--- Records for this task ---
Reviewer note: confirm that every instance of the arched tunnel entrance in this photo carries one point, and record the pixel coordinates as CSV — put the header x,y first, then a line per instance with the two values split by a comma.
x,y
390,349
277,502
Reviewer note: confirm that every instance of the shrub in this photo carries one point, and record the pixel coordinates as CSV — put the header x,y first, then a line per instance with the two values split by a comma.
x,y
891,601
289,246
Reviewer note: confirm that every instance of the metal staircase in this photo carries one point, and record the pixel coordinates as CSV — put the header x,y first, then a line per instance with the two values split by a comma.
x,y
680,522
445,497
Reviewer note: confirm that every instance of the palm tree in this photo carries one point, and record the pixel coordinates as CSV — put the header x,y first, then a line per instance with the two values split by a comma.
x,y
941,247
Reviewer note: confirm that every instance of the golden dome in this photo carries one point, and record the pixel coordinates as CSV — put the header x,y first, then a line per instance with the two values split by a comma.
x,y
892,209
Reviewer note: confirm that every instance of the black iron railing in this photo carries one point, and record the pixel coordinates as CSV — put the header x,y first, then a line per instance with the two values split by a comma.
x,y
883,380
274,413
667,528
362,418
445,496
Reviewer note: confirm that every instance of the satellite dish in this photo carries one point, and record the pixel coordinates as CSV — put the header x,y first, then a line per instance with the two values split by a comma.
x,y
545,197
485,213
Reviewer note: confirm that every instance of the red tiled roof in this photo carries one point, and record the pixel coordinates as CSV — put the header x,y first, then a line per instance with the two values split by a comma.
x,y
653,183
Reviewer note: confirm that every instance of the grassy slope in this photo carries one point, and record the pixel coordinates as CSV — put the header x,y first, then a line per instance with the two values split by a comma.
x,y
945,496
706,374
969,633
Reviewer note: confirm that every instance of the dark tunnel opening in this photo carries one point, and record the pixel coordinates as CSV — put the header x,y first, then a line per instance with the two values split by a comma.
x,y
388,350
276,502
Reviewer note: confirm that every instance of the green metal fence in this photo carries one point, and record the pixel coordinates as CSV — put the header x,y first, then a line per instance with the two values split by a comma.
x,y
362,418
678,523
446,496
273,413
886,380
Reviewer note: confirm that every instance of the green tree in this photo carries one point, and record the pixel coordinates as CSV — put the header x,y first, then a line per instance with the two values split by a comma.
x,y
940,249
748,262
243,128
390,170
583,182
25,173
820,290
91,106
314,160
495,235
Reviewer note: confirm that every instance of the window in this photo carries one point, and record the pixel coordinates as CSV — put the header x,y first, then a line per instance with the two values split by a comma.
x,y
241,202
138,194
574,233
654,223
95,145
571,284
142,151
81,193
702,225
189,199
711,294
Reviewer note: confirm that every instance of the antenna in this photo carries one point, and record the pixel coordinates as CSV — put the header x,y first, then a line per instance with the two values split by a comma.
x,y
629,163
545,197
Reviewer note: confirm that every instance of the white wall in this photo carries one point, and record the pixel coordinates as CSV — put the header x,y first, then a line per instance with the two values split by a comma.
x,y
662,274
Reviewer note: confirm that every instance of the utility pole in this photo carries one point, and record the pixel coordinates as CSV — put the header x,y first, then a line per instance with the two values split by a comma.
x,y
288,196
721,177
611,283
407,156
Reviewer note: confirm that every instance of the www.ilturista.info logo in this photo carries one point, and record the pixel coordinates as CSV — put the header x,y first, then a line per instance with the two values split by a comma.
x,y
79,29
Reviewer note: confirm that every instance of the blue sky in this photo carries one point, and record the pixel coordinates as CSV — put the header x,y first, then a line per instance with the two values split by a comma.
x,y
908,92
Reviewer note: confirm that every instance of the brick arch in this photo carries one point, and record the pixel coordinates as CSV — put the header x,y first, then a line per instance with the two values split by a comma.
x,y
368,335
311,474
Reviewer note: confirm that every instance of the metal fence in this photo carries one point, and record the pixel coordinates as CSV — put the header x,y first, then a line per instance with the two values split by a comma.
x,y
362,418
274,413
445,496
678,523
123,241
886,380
---
--- Records for this task ---
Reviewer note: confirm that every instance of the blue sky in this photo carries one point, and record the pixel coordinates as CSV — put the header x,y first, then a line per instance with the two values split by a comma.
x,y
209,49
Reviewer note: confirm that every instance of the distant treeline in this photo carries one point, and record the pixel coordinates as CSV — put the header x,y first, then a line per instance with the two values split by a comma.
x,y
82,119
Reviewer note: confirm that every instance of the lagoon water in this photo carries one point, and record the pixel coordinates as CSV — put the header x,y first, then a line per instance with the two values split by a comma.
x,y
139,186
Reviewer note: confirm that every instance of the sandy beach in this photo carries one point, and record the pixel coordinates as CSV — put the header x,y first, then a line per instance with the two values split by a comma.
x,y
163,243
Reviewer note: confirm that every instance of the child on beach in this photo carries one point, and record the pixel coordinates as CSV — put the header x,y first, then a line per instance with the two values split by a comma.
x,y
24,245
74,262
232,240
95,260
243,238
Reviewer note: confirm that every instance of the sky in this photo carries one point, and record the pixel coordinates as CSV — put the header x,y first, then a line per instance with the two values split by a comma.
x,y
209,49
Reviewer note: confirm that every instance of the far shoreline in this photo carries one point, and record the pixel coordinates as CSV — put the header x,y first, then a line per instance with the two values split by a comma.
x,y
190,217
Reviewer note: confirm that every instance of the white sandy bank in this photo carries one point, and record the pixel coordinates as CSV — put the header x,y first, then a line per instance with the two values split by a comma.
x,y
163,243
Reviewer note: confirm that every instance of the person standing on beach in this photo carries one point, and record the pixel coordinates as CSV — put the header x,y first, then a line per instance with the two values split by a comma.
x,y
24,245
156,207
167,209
---
→ What to work on:
Please pull out each line of the records that contains the string "sandy" and copy it unchanged. Treat uppercase and lowercase as different.

→ Answer in full:
Reviewer note: confirm that every instance of the sandy beach in this photo carries one point, and record the pixel coordinates as CSV — put the header x,y first, then a line per instance with the two values split by a comma.
Reviewer note: confirm that every instance of the white sandy bank in this photo carries one point, and record the pixel coordinates as CSV — put the header x,y first, then a line per instance with the two values split by a comma.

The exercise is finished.